> **Problem 1**
Answer these questions using the timezone thread, one per line, labeled (a), (b), and (c).
(a) What time does the event's time remain, however much its location is changed?
(b) To what time does sla29970 always leave the digital camera set?
(c) Whose predictions does sla29970 say are likely to become true?
> **Problem 2**
List every distinct name that follows "from:" in the timezone thread.
> **Problem 3**
Reproduce the passage of the timezone thread that starts at "from: ext_44906" and ends at "2009 09:09 (UTC)", without changing anything.
:: Source document ::
Moving the location of an event is independent of changing its time. Its time remains 15:00 local time at the event's location however much you change the location.

from: ext_44906
date: 10th Dec 2009 08:27 (UTC)

This is partly a sequel to http://lpar.ath0.com/2009/03/16/chronological-pitfalls/ as well, right?

Tony Finch

from: fanf
date: 10th Dec 2009 09:09 (UTC)

Er, yes, that's sort of what I meant by the link in the little preamble :-)

from: anonymous
date: 10th Dec 2009 09:53 (UTC)

Oops. I'll try and pay more attention next time. ;)

from: cartesiandaemon
date: 10th Dec 2009 10:40 (UTC)

It's nonsense to say that the Edinburgh Tattoo will occur in Europe/London

I remember this coming up in the pub. At the time, I said something like "not even Ryanair would tout "Edinburgh" as "Edinburgh - London". But come to think of it, if they built a really good maglev track, Edinburgh would be as close to London as many other places people fly to!

from: anonymous
date: 11th Dec 2009 12:06 (UTC)

Why do we need timezones anyway? Currently in my location, it gets dark at 4pm and I have to turn on the light. But in summer there is light until 11pm. Similarly, I wake up at 7am, but depending on the season the sun has been up for hours, or it's still dark. So there is no relationship between time values and the amount of light outdoors. Let's get rid of timezones and daylight savings time alltogether!

Tony Finch

from: fanf
date: 11th Dec 2009 13:39 (UTC)

An admirable sentiment which has not the slightest chance of being implemented :-)

from: sla29970
date: 11th Dec 2009 21:01 (UTC)

I leave my digital camera set to UT always, everywhere. I really dislike the notion of resetting my PDA manually. Unfortunately it seems that the predictions of leapsecond.com webmaster Tom van Baak are likely to become true -- that it will become illegal for individuals to decide what time it is. I suspect that future PDAs may act like the iPhone, in which the local cell phone towers decide what time it is.

Alas, the folks in Brazil have already seen what happens when the cell phone company decides what time it is. That will leave us all at the mercy of our service provider and the implementors of our particular iCalendar client.

Tony Finch

from: fanf
date: 17th Dec 2009 15:15 (UTC)

I have in the past run my timepieces on UTC, but it's not something that most people would want to do.

I doubt it will ever become illegal to set your clocks however you like. I'm actually quite happy that more devices are setting their clocks automatically. Yes that makes them more vulnerable to incompetent systems management, but Brazil is such a basket case wrt timezones that they have more serious problems than just configuring their cell towers correctly.

Location precision is a issue

from: anonymous
date: 9th Apr 2010 20:22 (UTC)
:::
:: Record excerpts ::
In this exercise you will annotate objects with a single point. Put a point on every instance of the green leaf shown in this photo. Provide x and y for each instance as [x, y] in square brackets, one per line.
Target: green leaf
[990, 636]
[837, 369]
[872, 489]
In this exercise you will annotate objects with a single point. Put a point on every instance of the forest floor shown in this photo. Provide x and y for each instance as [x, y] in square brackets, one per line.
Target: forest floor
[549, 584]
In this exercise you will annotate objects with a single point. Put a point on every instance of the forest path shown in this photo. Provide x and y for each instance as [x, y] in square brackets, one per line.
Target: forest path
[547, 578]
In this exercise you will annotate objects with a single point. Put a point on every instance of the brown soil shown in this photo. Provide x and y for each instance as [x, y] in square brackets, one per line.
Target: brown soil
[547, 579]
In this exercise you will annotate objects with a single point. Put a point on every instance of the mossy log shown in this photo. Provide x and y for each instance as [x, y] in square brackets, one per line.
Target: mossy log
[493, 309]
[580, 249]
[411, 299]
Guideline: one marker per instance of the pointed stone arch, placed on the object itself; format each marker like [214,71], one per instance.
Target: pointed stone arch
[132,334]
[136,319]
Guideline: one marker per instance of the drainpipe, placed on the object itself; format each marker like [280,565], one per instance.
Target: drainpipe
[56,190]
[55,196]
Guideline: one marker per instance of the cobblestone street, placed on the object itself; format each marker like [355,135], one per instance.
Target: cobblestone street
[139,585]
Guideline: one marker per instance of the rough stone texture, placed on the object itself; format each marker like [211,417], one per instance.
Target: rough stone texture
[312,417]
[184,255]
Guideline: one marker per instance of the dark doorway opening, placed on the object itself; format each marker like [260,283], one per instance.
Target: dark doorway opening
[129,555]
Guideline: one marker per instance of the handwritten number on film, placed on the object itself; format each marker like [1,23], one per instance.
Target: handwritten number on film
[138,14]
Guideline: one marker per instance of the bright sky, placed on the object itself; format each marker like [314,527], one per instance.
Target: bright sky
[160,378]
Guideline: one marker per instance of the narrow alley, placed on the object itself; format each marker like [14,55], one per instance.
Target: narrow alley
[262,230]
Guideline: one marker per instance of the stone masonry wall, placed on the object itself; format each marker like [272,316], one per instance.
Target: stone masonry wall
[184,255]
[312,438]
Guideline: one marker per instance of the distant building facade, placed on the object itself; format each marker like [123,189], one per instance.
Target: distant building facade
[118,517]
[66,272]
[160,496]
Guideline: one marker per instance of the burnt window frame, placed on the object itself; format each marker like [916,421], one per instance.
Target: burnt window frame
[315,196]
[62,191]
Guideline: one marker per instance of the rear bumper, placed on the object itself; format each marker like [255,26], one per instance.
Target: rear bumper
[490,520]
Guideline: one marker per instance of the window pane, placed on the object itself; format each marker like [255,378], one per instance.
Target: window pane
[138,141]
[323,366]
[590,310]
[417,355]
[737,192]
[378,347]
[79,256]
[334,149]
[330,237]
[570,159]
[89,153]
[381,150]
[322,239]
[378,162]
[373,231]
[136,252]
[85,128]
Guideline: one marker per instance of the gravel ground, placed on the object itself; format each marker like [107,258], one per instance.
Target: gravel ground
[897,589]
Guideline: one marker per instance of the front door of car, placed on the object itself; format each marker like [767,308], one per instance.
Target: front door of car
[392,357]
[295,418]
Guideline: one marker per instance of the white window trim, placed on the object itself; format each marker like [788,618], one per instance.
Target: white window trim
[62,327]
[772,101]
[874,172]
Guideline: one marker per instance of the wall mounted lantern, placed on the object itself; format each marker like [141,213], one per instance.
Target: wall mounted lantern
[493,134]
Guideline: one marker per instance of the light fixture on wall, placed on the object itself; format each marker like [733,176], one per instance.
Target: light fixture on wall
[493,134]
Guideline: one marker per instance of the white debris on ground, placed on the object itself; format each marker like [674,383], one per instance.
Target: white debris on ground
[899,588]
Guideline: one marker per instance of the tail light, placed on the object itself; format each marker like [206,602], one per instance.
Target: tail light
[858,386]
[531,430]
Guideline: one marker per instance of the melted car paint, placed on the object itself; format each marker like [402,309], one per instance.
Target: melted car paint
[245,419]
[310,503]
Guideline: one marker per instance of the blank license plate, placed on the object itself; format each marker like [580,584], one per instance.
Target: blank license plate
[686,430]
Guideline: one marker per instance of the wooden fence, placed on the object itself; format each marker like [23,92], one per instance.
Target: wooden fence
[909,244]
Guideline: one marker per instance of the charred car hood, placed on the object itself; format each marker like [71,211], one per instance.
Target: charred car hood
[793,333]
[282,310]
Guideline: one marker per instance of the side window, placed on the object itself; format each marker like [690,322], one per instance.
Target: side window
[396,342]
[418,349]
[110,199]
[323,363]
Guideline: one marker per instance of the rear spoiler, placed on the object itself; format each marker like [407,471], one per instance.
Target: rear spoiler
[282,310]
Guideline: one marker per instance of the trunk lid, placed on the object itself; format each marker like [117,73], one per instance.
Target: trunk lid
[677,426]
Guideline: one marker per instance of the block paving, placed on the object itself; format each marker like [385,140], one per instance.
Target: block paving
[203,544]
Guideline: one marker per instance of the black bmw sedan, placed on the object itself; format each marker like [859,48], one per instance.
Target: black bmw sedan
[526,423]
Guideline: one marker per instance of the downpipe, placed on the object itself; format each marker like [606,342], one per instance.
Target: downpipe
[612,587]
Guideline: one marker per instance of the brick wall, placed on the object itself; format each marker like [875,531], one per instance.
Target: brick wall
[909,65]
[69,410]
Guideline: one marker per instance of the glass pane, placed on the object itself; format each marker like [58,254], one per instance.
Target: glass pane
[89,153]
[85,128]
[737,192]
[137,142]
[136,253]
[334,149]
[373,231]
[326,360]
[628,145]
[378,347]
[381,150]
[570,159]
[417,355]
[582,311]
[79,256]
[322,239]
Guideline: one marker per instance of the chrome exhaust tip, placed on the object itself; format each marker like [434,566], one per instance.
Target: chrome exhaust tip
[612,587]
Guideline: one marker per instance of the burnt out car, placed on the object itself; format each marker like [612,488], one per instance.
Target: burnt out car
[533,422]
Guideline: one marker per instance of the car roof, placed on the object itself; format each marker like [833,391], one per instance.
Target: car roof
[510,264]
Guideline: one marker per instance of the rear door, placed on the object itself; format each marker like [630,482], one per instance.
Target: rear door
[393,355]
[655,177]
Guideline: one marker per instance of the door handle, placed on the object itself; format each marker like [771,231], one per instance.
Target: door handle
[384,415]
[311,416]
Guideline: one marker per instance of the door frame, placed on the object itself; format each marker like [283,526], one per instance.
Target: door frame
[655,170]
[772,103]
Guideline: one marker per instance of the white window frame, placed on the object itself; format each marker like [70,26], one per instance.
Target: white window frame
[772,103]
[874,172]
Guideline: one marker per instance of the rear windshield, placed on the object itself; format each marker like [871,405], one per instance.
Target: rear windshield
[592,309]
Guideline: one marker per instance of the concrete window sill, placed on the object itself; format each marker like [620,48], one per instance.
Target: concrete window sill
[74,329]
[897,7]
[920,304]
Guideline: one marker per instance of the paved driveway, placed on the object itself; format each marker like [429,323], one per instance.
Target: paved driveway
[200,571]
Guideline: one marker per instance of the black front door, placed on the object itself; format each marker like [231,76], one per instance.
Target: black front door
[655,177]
:::
> **Your solution 1**
(a) 15:00 local time at the event's location
(b) UT
(c) Tom van Baak, the leapsecond.com webmaster

> **Your solution 2**
ext_44906, fanf, anonymous, cartesiandaemon, sla29970

> **Your solution 3**
from: ext_44906
date: 10th Dec 2009 08:27 (UTC)

This is partly a sequel to http://lpar.ath0.com/2009/03/16/chronological-pitfalls/ as well, right?

Tony Finch

from: fanf
date: 10th Dec 2009 09:09 (UTC)